● Given exercise
Show every line in the records below that contains the string "dense".

● Records for processing
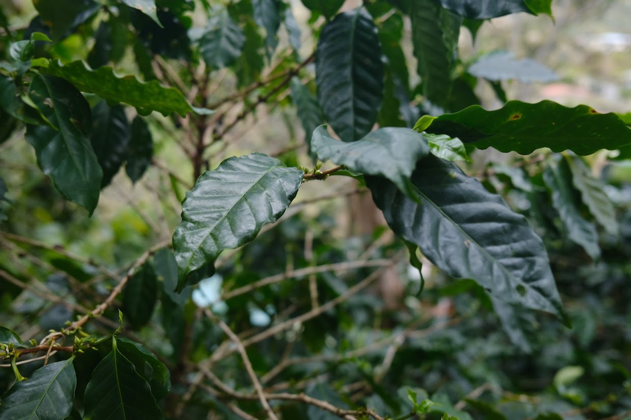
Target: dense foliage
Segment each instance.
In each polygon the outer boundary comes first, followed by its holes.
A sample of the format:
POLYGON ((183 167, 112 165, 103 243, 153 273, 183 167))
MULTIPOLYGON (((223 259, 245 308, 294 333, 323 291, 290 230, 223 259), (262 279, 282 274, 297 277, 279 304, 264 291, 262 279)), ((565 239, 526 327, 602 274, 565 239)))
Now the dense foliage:
POLYGON ((630 418, 628 115, 458 54, 551 1, 0 3, 0 419, 630 418))

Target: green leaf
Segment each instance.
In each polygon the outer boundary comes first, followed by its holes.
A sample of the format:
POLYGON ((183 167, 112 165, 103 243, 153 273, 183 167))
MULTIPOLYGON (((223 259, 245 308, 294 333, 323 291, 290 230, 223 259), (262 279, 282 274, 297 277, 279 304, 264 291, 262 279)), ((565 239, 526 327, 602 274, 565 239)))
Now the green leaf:
MULTIPOLYGON (((3 181, 3 183, 4 182, 3 181)), ((20 334, 6 327, 0 327, 0 343, 5 344, 12 344, 18 348, 25 347, 24 341, 20 338, 20 334)))
POLYGON ((125 3, 130 8, 133 8, 137 9, 140 11, 143 12, 153 20, 158 26, 163 28, 162 24, 160 23, 160 20, 158 19, 158 15, 156 14, 157 11, 156 8, 156 3, 155 0, 122 0, 122 3, 125 3))
POLYGON ((452 89, 462 18, 440 8, 433 0, 416 0, 410 18, 423 95, 433 104, 444 106, 452 89))
POLYGON ((430 145, 432 154, 445 161, 464 161, 471 162, 463 142, 456 137, 452 139, 444 134, 423 133, 423 137, 430 145))
POLYGON ((36 74, 29 96, 54 127, 29 125, 27 140, 35 149, 37 163, 66 198, 90 213, 98 201, 103 171, 90 142, 90 106, 74 86, 36 74))
POLYGON ((131 139, 125 164, 125 172, 132 183, 142 178, 153 157, 153 140, 149 127, 142 117, 136 116, 131 123, 131 139))
POLYGON ((572 171, 572 181, 581 192, 581 195, 592 215, 604 230, 612 235, 619 232, 616 210, 611 200, 604 192, 604 184, 594 178, 589 167, 582 159, 575 156, 566 156, 565 160, 572 171))
POLYGON ((101 188, 108 185, 125 161, 131 135, 125 108, 101 101, 92 108, 92 149, 103 169, 101 188))
POLYGON ((569 239, 582 247, 592 259, 598 259, 598 234, 594 224, 581 214, 567 162, 562 159, 550 159, 543 171, 543 181, 552 193, 552 205, 558 212, 569 239))
POLYGON ((439 116, 425 131, 458 137, 478 149, 521 154, 550 147, 589 155, 631 144, 631 130, 615 114, 598 113, 586 105, 566 108, 551 101, 510 101, 495 111, 474 105, 439 116))
POLYGON ((276 33, 280 26, 280 3, 279 0, 252 0, 254 21, 265 29, 265 50, 271 57, 278 45, 276 33))
POLYGON ((136 373, 149 383, 156 400, 166 397, 171 389, 171 375, 165 364, 141 344, 119 338, 116 346, 121 354, 133 364, 136 373))
POLYGON ((387 179, 366 177, 396 234, 452 277, 474 280, 500 299, 567 324, 545 247, 525 217, 456 164, 432 155, 411 180, 420 203, 387 179))
POLYGON ((311 11, 323 14, 331 19, 344 4, 344 0, 302 0, 302 4, 311 11))
POLYGON ((115 336, 112 351, 92 372, 85 389, 85 420, 163 419, 148 382, 118 349, 115 336))
POLYGON ((44 25, 50 28, 52 39, 58 41, 74 26, 85 21, 98 11, 93 0, 33 0, 44 25))
POLYGON ((467 71, 476 77, 495 81, 514 79, 529 83, 558 79, 556 73, 534 60, 518 60, 507 51, 496 51, 484 55, 471 64, 467 71))
POLYGON ((198 42, 199 54, 211 68, 228 67, 241 55, 245 37, 227 10, 211 17, 204 31, 198 42))
POLYGON ((292 89, 292 101, 296 105, 298 118, 305 130, 305 142, 310 153, 312 133, 322 123, 324 117, 316 96, 309 91, 307 86, 300 82, 300 79, 292 77, 290 86, 292 89))
POLYGON ((412 198, 416 195, 408 179, 416 162, 430 152, 421 134, 397 127, 379 128, 361 140, 345 143, 331 137, 326 126, 321 125, 314 132, 311 145, 321 161, 331 159, 351 171, 384 176, 412 198))
POLYGON ((2 395, 0 420, 59 420, 69 416, 77 382, 73 358, 46 365, 29 379, 16 382, 2 395))
MULTIPOLYGON (((547 0, 548 4, 551 0, 547 0)), ((510 13, 536 14, 525 0, 440 0, 442 7, 468 19, 490 19, 510 13)))
POLYGON ((381 105, 384 67, 377 28, 363 8, 341 13, 327 23, 316 58, 318 101, 345 141, 372 128, 381 105))
POLYGON ((302 176, 260 153, 230 157, 203 174, 186 194, 182 222, 173 236, 178 292, 192 271, 213 264, 224 249, 250 242, 264 224, 278 220, 302 176))
POLYGON ((129 279, 123 295, 123 312, 134 328, 149 322, 157 297, 158 278, 153 266, 147 263, 129 279))
POLYGON ((189 112, 199 115, 212 112, 192 106, 176 89, 163 86, 156 81, 142 82, 135 76, 119 76, 109 66, 92 70, 82 61, 67 64, 52 62, 45 71, 63 77, 79 90, 95 93, 108 102, 123 102, 135 106, 141 115, 147 115, 151 111, 157 111, 165 116, 172 112, 182 116, 189 112))

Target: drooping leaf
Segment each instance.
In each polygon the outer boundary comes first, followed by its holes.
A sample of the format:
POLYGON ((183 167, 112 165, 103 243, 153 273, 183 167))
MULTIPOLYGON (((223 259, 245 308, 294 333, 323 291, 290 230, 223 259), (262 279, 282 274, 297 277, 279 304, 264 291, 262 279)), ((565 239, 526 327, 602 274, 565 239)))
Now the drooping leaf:
POLYGON ((589 155, 631 144, 631 129, 615 114, 601 114, 586 105, 566 108, 551 101, 510 101, 495 111, 474 105, 440 115, 425 131, 458 137, 478 149, 521 154, 550 147, 589 155))
POLYGON ((507 51, 496 51, 480 57, 467 71, 476 77, 492 81, 517 79, 525 82, 551 82, 558 76, 531 59, 517 59, 507 51))
POLYGON ((171 375, 164 363, 147 348, 126 338, 116 340, 116 348, 136 367, 136 372, 144 378, 156 400, 167 396, 171 389, 171 375))
POLYGON ((158 26, 162 27, 162 24, 160 23, 160 20, 158 19, 158 15, 156 14, 157 9, 156 8, 156 3, 155 0, 122 0, 122 3, 125 3, 130 8, 134 8, 137 9, 140 11, 143 12, 153 20, 158 26))
POLYGON ((123 294, 123 314, 134 327, 139 328, 149 322, 157 297, 155 271, 150 263, 145 263, 129 279, 123 294))
POLYGON ((243 30, 222 9, 208 21, 199 41, 199 54, 211 67, 221 69, 237 60, 245 42, 243 30))
POLYGON ((417 196, 408 179, 419 159, 430 152, 427 140, 410 128, 386 127, 361 140, 347 143, 329 135, 321 125, 311 139, 314 152, 321 161, 331 159, 351 171, 384 176, 408 196, 417 196))
POLYGON ((49 363, 25 381, 16 381, 0 397, 0 420, 59 420, 74 404, 76 374, 73 360, 49 363))
POLYGON ((29 125, 27 130, 39 167, 64 196, 91 214, 103 171, 90 142, 90 106, 72 84, 49 76, 33 77, 29 96, 55 127, 29 125))
POLYGON ((618 225, 616 210, 607 193, 603 183, 593 176, 585 162, 580 157, 566 156, 565 160, 572 171, 572 181, 581 192, 581 195, 592 215, 604 230, 612 235, 618 235, 618 225))
POLYGON ((445 9, 468 19, 491 19, 517 12, 536 14, 525 0, 440 0, 440 3, 445 9))
POLYGON ((92 108, 92 149, 103 169, 101 188, 109 184, 125 161, 131 135, 125 108, 101 101, 92 108))
POLYGON ((298 77, 292 77, 290 86, 292 89, 292 101, 296 105, 298 118, 305 130, 305 142, 310 153, 311 135, 314 130, 324 122, 324 116, 316 96, 309 91, 307 86, 300 82, 298 77))
POLYGON ((312 11, 323 14, 331 19, 344 4, 344 0, 302 0, 302 4, 312 11))
POLYGON ((550 159, 543 171, 543 181, 552 193, 552 204, 558 212, 569 239, 582 247, 593 259, 598 259, 600 257, 598 234, 594 224, 581 214, 567 162, 564 159, 550 159))
POLYGON ((112 338, 112 351, 95 368, 85 389, 85 420, 160 420, 162 411, 146 380, 112 338))
POLYGON ((462 18, 433 0, 415 0, 410 18, 414 55, 423 94, 433 104, 444 106, 452 89, 462 18))
POLYGON ((153 140, 147 123, 140 116, 131 123, 131 139, 127 148, 125 172, 135 183, 142 178, 153 157, 153 140))
POLYGON ((173 236, 181 291, 191 272, 212 264, 224 249, 256 236, 296 195, 303 173, 260 153, 226 159, 200 176, 182 205, 173 236))
POLYGON ((463 142, 457 137, 452 139, 444 134, 425 133, 423 137, 430 145, 432 154, 445 161, 464 161, 471 162, 463 142))
POLYGON ((532 226, 457 166, 430 155, 411 177, 420 203, 386 179, 367 185, 395 233, 449 275, 475 280, 509 303, 567 323, 545 247, 532 226))
POLYGON ((280 2, 279 0, 252 0, 254 21, 265 29, 265 50, 271 57, 278 45, 276 33, 280 26, 280 2))
POLYGON ((341 13, 327 23, 316 59, 318 102, 345 141, 368 133, 377 118, 384 89, 379 39, 363 8, 341 13))
POLYGON ((92 70, 82 61, 67 64, 52 62, 46 72, 62 77, 87 93, 95 93, 109 103, 122 102, 147 115, 157 111, 165 116, 177 112, 182 116, 189 112, 208 115, 210 110, 192 106, 181 92, 167 88, 156 81, 142 82, 135 76, 121 76, 109 66, 92 70))

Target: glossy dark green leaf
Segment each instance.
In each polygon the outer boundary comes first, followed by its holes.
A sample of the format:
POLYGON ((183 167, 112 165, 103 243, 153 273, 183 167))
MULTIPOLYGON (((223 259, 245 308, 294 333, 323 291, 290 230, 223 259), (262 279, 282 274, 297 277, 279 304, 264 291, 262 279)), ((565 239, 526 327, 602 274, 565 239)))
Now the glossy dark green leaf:
POLYGON ((372 18, 363 8, 327 23, 316 59, 317 98, 324 116, 345 141, 372 128, 381 105, 384 67, 372 18))
POLYGON ((115 337, 112 338, 112 351, 92 372, 84 402, 84 420, 164 418, 149 383, 119 350, 115 337))
POLYGON ((631 144, 631 129, 615 114, 601 114, 586 105, 566 108, 551 101, 510 101, 495 111, 469 106, 440 115, 425 131, 458 137, 478 149, 521 154, 550 147, 589 155, 631 144))
POLYGON ((552 204, 558 212, 568 237, 593 259, 599 258, 598 234, 594 224, 581 214, 567 162, 562 159, 550 159, 543 171, 543 180, 552 193, 552 204))
POLYGON ((463 142, 456 137, 452 139, 444 134, 430 134, 425 133, 423 136, 430 145, 432 154, 445 161, 464 161, 471 162, 463 142))
POLYGON ((101 188, 109 184, 127 156, 131 135, 125 108, 101 101, 92 108, 92 149, 103 169, 101 188))
POLYGON ((254 21, 265 29, 265 50, 271 57, 278 45, 276 33, 280 26, 280 1, 279 0, 252 0, 254 21))
POLYGON ((411 181, 420 203, 386 179, 366 177, 395 233, 449 275, 567 322, 545 247, 526 218, 454 164, 432 155, 419 162, 411 181))
POLYGON ((90 142, 90 106, 72 84, 48 76, 33 77, 29 96, 55 127, 30 125, 27 130, 39 167, 64 196, 91 214, 103 171, 90 142))
POLYGON ((145 263, 134 273, 125 287, 122 312, 134 328, 149 322, 158 297, 158 278, 153 266, 145 263))
POLYGON ((331 19, 344 4, 344 0, 302 0, 302 4, 312 11, 324 15, 331 19))
POLYGON ((476 77, 492 81, 517 79, 522 82, 551 82, 558 76, 531 59, 517 59, 507 51, 497 51, 480 57, 467 71, 476 77))
POLYGON ((158 26, 162 26, 160 20, 158 19, 158 15, 156 14, 157 9, 156 8, 155 0, 122 0, 122 1, 130 8, 134 8, 143 12, 153 19, 153 21, 158 26))
POLYGON ((153 157, 153 140, 149 127, 144 120, 136 116, 131 123, 131 139, 125 164, 125 172, 131 182, 135 183, 142 178, 153 157))
POLYGON ((46 71, 63 77, 81 91, 95 93, 108 102, 123 102, 135 106, 142 115, 151 111, 165 116, 173 112, 182 116, 189 112, 201 115, 211 112, 192 106, 182 93, 174 88, 165 87, 156 81, 142 82, 135 76, 119 76, 109 66, 92 70, 81 61, 67 64, 53 62, 46 71))
MULTIPOLYGON (((3 181, 3 182, 4 181, 3 181)), ((6 327, 0 327, 0 343, 5 344, 10 343, 17 347, 25 346, 22 339, 20 338, 20 334, 6 327)))
POLYGON ((76 374, 70 358, 49 363, 0 397, 0 420, 59 420, 74 404, 76 374))
POLYGON ((423 95, 433 104, 444 106, 452 89, 462 18, 443 9, 434 0, 415 0, 410 18, 423 95))
POLYGON ((618 225, 616 210, 609 196, 604 192, 604 184, 591 174, 589 167, 580 157, 566 156, 572 171, 572 182, 596 222, 612 235, 618 235, 618 225))
POLYGON ((331 159, 367 175, 384 176, 410 197, 416 197, 408 181, 419 159, 430 152, 427 140, 410 128, 386 127, 347 143, 329 135, 321 125, 311 139, 314 152, 321 161, 331 159))
POLYGON ((309 151, 312 150, 311 135, 316 128, 324 122, 322 110, 316 96, 302 84, 298 77, 292 77, 290 84, 292 101, 296 105, 296 111, 305 130, 305 142, 309 151))
POLYGON ((119 351, 136 367, 136 372, 144 378, 156 400, 167 396, 171 389, 171 375, 164 363, 141 344, 126 338, 116 340, 119 351))
MULTIPOLYGON (((551 0, 547 0, 548 4, 551 0)), ((469 19, 490 19, 510 13, 535 13, 525 0, 440 0, 440 4, 469 19)))
POLYGON ((289 45, 293 48, 294 52, 297 55, 300 50, 300 27, 293 17, 292 13, 292 8, 287 7, 285 9, 285 27, 287 30, 287 35, 289 36, 289 45))
POLYGON ((186 194, 173 236, 178 291, 192 271, 213 264, 224 249, 250 242, 264 224, 280 217, 302 176, 260 153, 230 157, 203 174, 186 194))
POLYGON ((199 54, 211 67, 221 69, 237 60, 245 42, 243 30, 223 9, 208 21, 199 40, 199 54))

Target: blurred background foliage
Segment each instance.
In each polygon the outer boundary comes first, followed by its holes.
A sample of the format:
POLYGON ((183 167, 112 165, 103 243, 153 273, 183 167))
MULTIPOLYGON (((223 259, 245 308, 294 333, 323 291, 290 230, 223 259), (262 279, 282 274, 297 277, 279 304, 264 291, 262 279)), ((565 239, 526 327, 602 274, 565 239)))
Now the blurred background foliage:
MULTIPOLYGON (((69 36, 65 36, 65 30, 53 31, 57 42, 48 54, 64 62, 86 60, 93 67, 114 60, 120 74, 179 80, 190 89, 196 70, 189 72, 187 66, 199 57, 191 55, 189 46, 195 38, 194 29, 206 25, 203 11, 207 2, 156 3, 164 31, 157 31, 147 16, 126 9, 133 14, 136 33, 117 28, 115 20, 107 27, 98 20, 90 21, 69 36), (115 42, 109 50, 97 48, 108 33, 125 38, 126 47, 115 50, 115 42), (100 56, 103 52, 107 54, 100 56), (168 75, 170 71, 177 76, 168 75)), ((270 59, 261 54, 264 33, 252 20, 249 2, 216 3, 227 8, 247 40, 232 69, 213 71, 212 94, 205 104, 210 108, 274 72, 285 71, 285 60, 293 60, 288 58, 291 54, 306 59, 324 21, 300 1, 285 3, 300 29, 301 47, 292 52, 292 40, 280 33, 270 59)), ((377 9, 382 2, 366 3, 369 9, 377 9)), ((343 8, 356 3, 347 1, 343 8)), ((25 36, 40 30, 42 22, 32 20, 36 11, 30 1, 0 0, 0 6, 8 18, 0 37, 0 50, 6 54, 9 34, 25 36)), ((471 32, 463 29, 459 47, 463 66, 491 52, 509 51, 538 62, 553 71, 556 79, 502 79, 494 86, 483 79, 473 82, 473 76, 463 72, 456 83, 475 85, 478 99, 490 109, 502 105, 501 95, 496 93, 503 91, 509 99, 549 99, 567 106, 587 103, 601 112, 631 111, 631 1, 555 0, 553 14, 553 21, 524 13, 493 19, 481 25, 475 41, 471 32)), ((419 80, 410 28, 407 20, 403 24, 399 42, 408 59, 410 86, 415 86, 419 80)), ((68 23, 66 29, 73 25, 68 23)), ((298 76, 309 88, 313 87, 309 65, 298 76)), ((286 90, 271 92, 273 86, 257 86, 256 95, 243 98, 244 108, 266 94, 273 100, 246 115, 223 142, 208 148, 204 157, 209 167, 252 150, 277 156, 288 164, 312 166, 304 153, 305 133, 295 101, 286 90)), ((410 98, 411 104, 422 111, 427 104, 416 94, 410 98)), ((220 132, 240 110, 228 111, 227 121, 215 122, 211 129, 220 132)), ((119 171, 102 190, 90 218, 63 199, 41 173, 32 149, 23 140, 23 131, 3 138, 0 176, 6 186, 0 184, 4 198, 0 202, 0 325, 18 331, 25 340, 62 327, 81 313, 78 307, 90 309, 101 302, 117 276, 139 255, 171 237, 180 220, 180 201, 192 185, 196 169, 173 141, 182 135, 182 122, 156 113, 146 119, 153 140, 153 164, 133 184, 119 171), (17 281, 9 281, 8 276, 17 281)), ((320 316, 296 322, 248 348, 266 389, 304 392, 340 407, 367 406, 393 418, 411 409, 408 389, 420 397, 441 402, 461 420, 631 418, 631 166, 628 161, 609 159, 613 155, 606 151, 586 159, 590 173, 605 184, 619 228, 615 234, 598 228, 600 257, 594 260, 569 239, 560 222, 545 179, 544 157, 548 154, 541 150, 523 157, 488 149, 473 152, 471 162, 459 164, 488 189, 505 196, 543 238, 572 329, 551 316, 525 312, 515 312, 514 325, 502 326, 494 302, 480 287, 446 278, 427 261, 423 261, 427 284, 417 296, 419 277, 407 263, 404 246, 382 222, 362 225, 353 213, 357 205, 353 200, 361 203, 365 189, 345 177, 332 177, 326 183, 305 184, 278 224, 253 242, 222 256, 217 273, 194 291, 185 290, 184 297, 170 293, 165 284, 172 274, 171 257, 155 254, 153 266, 161 281, 149 292, 156 297, 155 307, 152 304, 147 310, 147 322, 140 319, 136 326, 134 320, 128 319, 122 336, 144 344, 172 371, 175 397, 165 403, 170 417, 240 418, 228 406, 234 398, 209 391, 215 384, 199 378, 196 370, 196 365, 211 368, 237 390, 249 386, 238 355, 222 346, 222 332, 201 315, 201 308, 213 304, 213 310, 233 331, 251 337, 307 312, 312 288, 321 302, 329 302, 348 292, 374 268, 367 264, 314 272, 218 302, 220 290, 234 290, 305 267, 357 261, 373 261, 374 267, 387 259, 396 261, 390 280, 384 276, 320 316), (225 356, 213 358, 222 351, 225 356)), ((579 194, 575 190, 572 193, 579 194)), ((584 204, 580 210, 590 219, 584 204)), ((116 310, 134 307, 138 299, 124 295, 103 321, 95 321, 90 327, 110 331, 115 327, 116 310)), ((90 357, 81 363, 89 365, 90 357)), ((40 365, 26 364, 22 373, 28 376, 30 370, 40 365)), ((13 380, 10 369, 0 369, 0 394, 13 380)), ((82 385, 80 378, 80 389, 86 380, 83 378, 82 385)), ((278 404, 283 418, 338 418, 313 406, 278 404)), ((262 416, 256 401, 239 404, 256 418, 262 416)), ((440 418, 442 412, 430 413, 428 418, 440 418)))

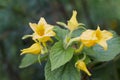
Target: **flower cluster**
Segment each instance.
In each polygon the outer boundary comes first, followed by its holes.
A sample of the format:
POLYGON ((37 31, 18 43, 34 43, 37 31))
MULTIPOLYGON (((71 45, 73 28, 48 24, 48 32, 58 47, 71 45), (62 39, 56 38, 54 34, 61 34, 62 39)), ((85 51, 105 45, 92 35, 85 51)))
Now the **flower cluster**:
POLYGON ((52 30, 53 26, 47 24, 44 18, 40 18, 38 24, 29 23, 29 25, 34 31, 31 37, 35 43, 31 47, 21 50, 21 54, 42 54, 41 51, 46 47, 46 42, 51 40, 52 36, 55 36, 55 32, 52 30))
MULTIPOLYGON (((107 41, 113 37, 113 34, 107 30, 100 30, 99 26, 97 27, 96 30, 86 29, 85 27, 83 27, 84 24, 78 23, 76 16, 77 16, 77 11, 73 11, 72 17, 70 20, 68 20, 67 24, 63 22, 57 22, 57 23, 67 28, 68 31, 68 33, 65 35, 65 38, 63 40, 64 50, 67 50, 67 48, 69 47, 73 48, 74 55, 78 57, 76 59, 76 62, 74 63, 75 67, 78 70, 82 70, 85 73, 87 73, 89 76, 91 76, 91 73, 86 67, 86 62, 85 62, 86 58, 85 57, 80 58, 81 55, 86 55, 84 54, 84 52, 82 52, 84 47, 90 48, 98 44, 103 48, 103 50, 107 50, 108 49, 107 41), (79 28, 84 28, 85 30, 79 36, 72 37, 73 32, 75 30, 78 30, 79 28), (79 47, 74 48, 73 47, 75 45, 74 42, 76 42, 77 46, 79 47)), ((40 18, 38 24, 29 23, 29 25, 34 32, 32 35, 28 35, 28 36, 32 37, 32 40, 34 40, 35 43, 31 47, 21 50, 22 51, 21 54, 44 55, 45 53, 49 53, 50 49, 47 49, 47 46, 49 45, 46 45, 46 42, 51 41, 52 40, 51 37, 56 36, 57 33, 54 31, 55 27, 53 25, 47 24, 47 22, 43 17, 40 18), (46 49, 47 52, 45 52, 46 49)), ((54 41, 54 43, 56 43, 56 41, 54 41)))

● Result
Target: dense foliage
Now the dense foliage:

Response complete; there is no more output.